## EXERCISE AIM:
Gather every line of the entries below that contains the string "face", matching case exactly.

— START RECORD SET —

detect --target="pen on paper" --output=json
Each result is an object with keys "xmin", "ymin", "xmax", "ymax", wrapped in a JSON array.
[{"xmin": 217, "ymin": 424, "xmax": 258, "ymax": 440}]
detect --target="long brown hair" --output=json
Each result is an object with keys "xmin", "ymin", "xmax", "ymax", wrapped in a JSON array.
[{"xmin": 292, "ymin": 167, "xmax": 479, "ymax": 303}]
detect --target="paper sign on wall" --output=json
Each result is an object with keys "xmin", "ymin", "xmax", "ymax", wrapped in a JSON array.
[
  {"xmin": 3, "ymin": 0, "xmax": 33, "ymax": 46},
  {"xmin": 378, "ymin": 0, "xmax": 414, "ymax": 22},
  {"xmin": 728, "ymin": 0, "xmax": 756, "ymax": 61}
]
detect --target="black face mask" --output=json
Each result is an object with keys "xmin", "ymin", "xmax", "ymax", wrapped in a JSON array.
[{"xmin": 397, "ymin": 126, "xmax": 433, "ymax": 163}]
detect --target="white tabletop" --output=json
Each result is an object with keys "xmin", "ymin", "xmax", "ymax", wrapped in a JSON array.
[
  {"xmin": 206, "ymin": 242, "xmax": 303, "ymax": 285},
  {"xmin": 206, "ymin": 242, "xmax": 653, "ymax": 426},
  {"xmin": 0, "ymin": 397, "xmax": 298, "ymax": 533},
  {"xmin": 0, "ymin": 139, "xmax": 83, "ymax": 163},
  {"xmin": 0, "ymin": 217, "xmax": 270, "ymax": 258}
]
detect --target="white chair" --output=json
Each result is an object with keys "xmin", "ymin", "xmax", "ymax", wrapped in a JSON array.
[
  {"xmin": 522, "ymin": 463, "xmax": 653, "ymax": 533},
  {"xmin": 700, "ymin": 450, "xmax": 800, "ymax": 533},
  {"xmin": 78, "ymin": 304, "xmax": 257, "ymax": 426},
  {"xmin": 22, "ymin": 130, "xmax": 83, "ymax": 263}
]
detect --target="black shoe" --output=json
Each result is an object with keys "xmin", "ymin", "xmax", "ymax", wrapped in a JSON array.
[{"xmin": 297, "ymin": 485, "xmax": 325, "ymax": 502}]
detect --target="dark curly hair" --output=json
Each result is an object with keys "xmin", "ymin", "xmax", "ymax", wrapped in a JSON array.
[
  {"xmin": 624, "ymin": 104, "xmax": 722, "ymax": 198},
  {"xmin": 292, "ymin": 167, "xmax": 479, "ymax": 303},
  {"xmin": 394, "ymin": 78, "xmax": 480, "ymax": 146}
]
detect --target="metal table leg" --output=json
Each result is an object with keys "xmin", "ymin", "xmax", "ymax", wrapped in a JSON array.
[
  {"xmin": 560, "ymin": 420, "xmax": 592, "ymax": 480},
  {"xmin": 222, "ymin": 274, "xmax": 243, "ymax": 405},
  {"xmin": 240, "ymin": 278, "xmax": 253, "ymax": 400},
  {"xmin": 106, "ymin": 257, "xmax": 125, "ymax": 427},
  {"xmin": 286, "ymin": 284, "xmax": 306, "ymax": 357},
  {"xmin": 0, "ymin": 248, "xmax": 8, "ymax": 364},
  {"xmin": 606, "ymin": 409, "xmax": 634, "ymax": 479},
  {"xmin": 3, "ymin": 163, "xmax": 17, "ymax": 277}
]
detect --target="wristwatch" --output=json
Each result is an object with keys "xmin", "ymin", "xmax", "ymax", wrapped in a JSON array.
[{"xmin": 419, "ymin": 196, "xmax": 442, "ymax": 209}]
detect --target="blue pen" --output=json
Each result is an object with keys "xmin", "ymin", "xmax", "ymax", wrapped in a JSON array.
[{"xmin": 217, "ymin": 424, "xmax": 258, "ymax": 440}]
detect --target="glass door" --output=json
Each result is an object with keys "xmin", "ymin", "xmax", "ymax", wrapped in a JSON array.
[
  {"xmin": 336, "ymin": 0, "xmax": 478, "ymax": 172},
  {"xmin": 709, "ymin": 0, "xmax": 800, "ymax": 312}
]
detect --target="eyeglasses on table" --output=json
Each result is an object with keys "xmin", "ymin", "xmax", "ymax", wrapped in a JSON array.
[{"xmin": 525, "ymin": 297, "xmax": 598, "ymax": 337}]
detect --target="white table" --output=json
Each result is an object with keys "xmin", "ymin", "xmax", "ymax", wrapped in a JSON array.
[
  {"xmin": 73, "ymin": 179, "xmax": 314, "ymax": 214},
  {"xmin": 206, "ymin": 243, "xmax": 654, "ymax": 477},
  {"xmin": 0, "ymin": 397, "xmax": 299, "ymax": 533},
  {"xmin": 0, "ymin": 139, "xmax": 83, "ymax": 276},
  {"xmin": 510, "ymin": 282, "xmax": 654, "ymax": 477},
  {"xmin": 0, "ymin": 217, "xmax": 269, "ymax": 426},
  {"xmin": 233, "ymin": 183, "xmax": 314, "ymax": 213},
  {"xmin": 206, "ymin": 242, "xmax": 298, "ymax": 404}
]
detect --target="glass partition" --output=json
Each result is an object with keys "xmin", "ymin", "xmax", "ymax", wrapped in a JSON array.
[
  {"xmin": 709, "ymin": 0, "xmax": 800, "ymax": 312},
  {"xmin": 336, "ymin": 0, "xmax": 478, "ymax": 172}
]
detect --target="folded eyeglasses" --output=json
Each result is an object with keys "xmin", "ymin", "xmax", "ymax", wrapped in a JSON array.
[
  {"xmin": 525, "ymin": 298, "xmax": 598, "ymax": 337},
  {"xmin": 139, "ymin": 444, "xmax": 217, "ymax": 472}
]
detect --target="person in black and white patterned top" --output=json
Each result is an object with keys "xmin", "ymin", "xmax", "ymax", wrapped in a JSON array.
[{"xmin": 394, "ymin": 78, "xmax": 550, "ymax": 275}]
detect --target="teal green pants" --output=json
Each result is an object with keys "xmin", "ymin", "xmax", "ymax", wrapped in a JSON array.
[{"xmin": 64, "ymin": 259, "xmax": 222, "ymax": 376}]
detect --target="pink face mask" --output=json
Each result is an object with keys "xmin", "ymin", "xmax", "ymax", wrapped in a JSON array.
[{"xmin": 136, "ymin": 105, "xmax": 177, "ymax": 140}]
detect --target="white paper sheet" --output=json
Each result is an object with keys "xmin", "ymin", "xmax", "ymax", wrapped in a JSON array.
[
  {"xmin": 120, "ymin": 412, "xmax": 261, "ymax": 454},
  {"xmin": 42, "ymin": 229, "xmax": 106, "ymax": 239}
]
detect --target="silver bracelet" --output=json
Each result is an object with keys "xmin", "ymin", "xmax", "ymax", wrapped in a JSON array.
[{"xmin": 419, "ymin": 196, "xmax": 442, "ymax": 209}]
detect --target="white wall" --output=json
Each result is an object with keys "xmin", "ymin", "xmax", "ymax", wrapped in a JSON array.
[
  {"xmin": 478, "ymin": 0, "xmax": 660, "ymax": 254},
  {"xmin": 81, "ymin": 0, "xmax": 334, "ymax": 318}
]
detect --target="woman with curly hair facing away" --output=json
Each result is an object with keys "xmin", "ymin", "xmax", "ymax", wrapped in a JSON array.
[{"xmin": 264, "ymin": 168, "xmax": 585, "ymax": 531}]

— END RECORD SET —

## FINAL RESULT:
detect --target="black face mask" --output=json
detect --target="pink face mask" --output=json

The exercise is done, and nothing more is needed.